Day 3 in Rwanda: A morning with golden monkeys

On my last day in Rwanda, I woke up at a more sensible time: half past five. Despite getting over seven hours of sleep, I could not convince my body that it was not tired from yesterday’s gorilla trek, nor could I persuade my legs to stop hurting every time I went up or down an incline. At half past six, the driver picked me up and drove me once again to the Volcanoes National Park visitor centre. The sky was much clearer that morning. Only a few clouds hung above the five volcanoes, which I now saw stretching from my left hand to my right and towering above the fields hoed by colourfully clad women.

There were noticeably fewer tourists at the visitor centre on Sunday than there were on Saturday, and several people on our golden monkeys tour had already gone on the gorilla trek. Since our congregation numbered more than twenty people, we were sorted into two smaller groups – or rather, the guide simply announced that the young people and old people should form two groups, and we were left to decide who fit into which category.

The “young people group” drove to a slightly farther location where the bamboo forest seemed quite thick. After parking our cars and leaving our drivers behind, we set off through the potato fields to the stone wall of the national park, walking past cows, curious children, and yet more hoeing women. I noticed that many of the fields were encircled by thorny bushes growing prickly yellow fruit. The guide explained that these bushes kept the cows and sheep from wandering into the fields, and that their bitter fruit had medicinal qualities. Namely, women use it as a natural abortifacient and feed it to cows to help them get rid of their placentae after birthing.

(PROMPT 1) In the golden monkeys account, what time did the driver pick up the writer on the last morning?
(PROMPT 2) Rewrite the part of the golden monkeys account that opens with the words containing "On my last day" and closes with "colourfully clad women.", putting "chauffeur" in place of "driver".
The material that comes next is unrelated to the golden monkeys account.

Dataset entries
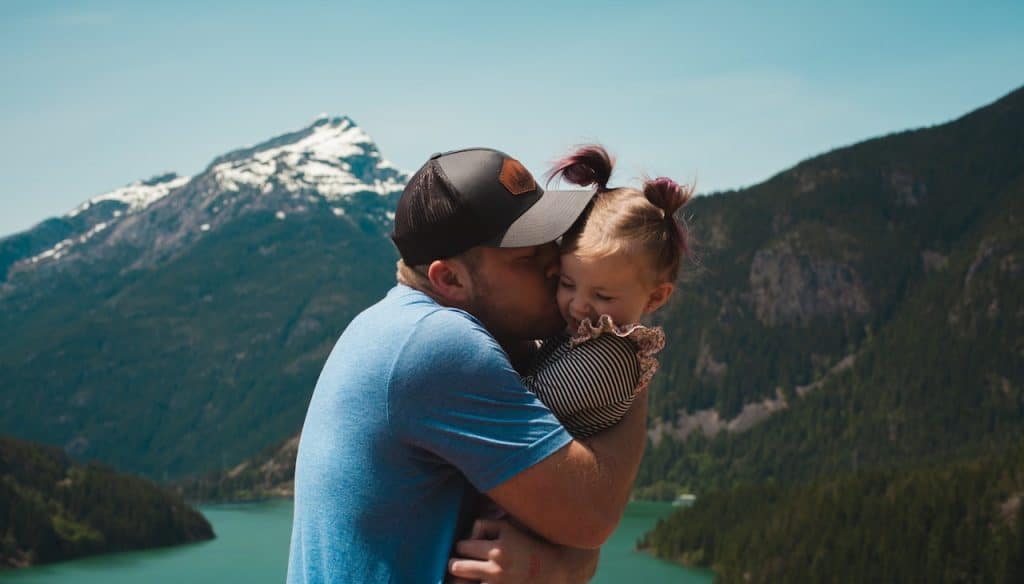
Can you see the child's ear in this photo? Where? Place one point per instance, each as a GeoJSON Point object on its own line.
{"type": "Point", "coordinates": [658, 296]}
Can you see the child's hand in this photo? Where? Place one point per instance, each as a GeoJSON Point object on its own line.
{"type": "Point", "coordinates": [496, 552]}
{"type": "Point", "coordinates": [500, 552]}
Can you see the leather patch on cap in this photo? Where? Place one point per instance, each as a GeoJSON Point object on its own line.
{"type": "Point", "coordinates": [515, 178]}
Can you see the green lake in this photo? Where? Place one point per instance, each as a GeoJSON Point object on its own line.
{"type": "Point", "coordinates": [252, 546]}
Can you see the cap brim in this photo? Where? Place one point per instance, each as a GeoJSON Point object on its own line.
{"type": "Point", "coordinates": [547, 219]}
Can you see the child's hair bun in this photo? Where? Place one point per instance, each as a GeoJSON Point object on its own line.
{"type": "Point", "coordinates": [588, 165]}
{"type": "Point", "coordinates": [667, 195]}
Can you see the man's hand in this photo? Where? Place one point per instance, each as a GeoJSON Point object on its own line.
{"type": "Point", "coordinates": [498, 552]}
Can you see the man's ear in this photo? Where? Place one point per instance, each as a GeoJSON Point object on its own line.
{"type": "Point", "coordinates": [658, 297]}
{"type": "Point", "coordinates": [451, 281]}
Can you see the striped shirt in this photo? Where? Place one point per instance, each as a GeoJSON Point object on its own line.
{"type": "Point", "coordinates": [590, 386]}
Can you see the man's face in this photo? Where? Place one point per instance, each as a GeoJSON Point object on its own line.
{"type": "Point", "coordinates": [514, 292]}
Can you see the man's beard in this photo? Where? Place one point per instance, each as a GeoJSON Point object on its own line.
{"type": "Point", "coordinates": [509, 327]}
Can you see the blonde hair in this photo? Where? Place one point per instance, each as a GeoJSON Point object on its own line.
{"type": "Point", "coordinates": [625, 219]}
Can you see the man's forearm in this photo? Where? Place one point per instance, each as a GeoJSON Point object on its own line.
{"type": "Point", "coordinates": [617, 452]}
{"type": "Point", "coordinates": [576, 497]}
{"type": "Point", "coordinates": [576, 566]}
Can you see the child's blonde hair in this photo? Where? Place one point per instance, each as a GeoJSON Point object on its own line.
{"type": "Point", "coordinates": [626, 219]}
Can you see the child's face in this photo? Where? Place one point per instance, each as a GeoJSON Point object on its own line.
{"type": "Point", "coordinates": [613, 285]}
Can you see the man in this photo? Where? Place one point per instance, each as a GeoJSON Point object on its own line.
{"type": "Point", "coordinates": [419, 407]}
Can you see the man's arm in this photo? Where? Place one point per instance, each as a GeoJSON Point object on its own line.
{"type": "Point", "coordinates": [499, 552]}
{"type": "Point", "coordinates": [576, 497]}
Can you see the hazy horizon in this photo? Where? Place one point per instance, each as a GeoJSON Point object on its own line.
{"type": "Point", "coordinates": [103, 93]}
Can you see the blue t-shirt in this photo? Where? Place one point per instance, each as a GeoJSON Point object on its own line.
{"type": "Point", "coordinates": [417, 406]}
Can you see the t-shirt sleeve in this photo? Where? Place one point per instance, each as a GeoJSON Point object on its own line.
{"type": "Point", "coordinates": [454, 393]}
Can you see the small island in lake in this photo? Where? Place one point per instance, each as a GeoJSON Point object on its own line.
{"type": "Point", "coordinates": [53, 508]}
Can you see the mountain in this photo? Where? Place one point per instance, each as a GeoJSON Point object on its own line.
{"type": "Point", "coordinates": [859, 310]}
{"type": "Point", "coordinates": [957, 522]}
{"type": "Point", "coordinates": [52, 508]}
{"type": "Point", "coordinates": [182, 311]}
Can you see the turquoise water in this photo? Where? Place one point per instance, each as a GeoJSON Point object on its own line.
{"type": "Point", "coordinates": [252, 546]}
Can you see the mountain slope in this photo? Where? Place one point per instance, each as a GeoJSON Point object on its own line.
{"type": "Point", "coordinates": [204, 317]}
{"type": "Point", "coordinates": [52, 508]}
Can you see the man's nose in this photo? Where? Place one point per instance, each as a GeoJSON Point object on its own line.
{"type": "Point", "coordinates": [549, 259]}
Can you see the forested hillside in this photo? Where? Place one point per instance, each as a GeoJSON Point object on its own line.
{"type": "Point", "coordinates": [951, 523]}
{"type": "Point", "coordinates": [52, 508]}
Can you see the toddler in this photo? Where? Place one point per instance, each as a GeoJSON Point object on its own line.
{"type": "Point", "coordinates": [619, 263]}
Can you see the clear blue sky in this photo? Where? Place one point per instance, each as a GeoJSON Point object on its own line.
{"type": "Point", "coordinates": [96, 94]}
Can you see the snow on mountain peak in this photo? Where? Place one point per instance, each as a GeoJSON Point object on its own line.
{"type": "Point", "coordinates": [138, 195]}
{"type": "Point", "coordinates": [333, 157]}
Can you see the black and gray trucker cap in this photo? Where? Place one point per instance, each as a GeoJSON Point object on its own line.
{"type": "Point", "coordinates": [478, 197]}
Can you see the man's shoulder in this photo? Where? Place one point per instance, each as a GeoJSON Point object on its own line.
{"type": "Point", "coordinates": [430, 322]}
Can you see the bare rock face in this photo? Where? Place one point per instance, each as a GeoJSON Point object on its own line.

...

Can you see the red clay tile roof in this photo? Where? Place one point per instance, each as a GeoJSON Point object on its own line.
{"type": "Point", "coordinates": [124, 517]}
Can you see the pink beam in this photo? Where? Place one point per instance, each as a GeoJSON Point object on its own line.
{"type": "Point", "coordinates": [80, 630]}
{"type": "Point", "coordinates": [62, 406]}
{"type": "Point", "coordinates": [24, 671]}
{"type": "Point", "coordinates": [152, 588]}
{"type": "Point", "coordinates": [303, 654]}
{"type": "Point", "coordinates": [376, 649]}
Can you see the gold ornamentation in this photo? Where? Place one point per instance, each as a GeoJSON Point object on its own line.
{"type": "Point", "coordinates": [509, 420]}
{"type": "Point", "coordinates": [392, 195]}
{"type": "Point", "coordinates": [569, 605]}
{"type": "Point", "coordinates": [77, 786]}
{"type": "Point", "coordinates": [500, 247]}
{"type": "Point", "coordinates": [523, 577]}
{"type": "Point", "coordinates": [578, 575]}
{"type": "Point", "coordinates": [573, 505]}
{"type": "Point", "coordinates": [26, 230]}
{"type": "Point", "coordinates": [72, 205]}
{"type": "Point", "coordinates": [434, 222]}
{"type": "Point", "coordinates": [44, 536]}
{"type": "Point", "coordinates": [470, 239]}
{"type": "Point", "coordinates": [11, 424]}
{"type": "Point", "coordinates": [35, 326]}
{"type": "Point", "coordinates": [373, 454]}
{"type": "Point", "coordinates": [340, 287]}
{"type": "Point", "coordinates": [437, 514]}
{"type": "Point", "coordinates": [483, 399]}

(RESULT 1) At half past six.

(RESULT 2)
On my last day in Rwanda, I woke up at a more sensible time: half past five. Despite getting over seven hours of sleep, I could not convince my body that it was not tired from yesterday’s gorilla trek, nor could I persuade my legs to stop hurting every time I went up or down an incline. At half past six, the chauffeur picked me up and drove me once again to the Volcanoes National Park visitor centre. The sky was much clearer that morning. Only a few clouds hung above the five volcanoes, which I now saw stretching from my left hand to my right and towering above the fields hoed by colourfully clad women.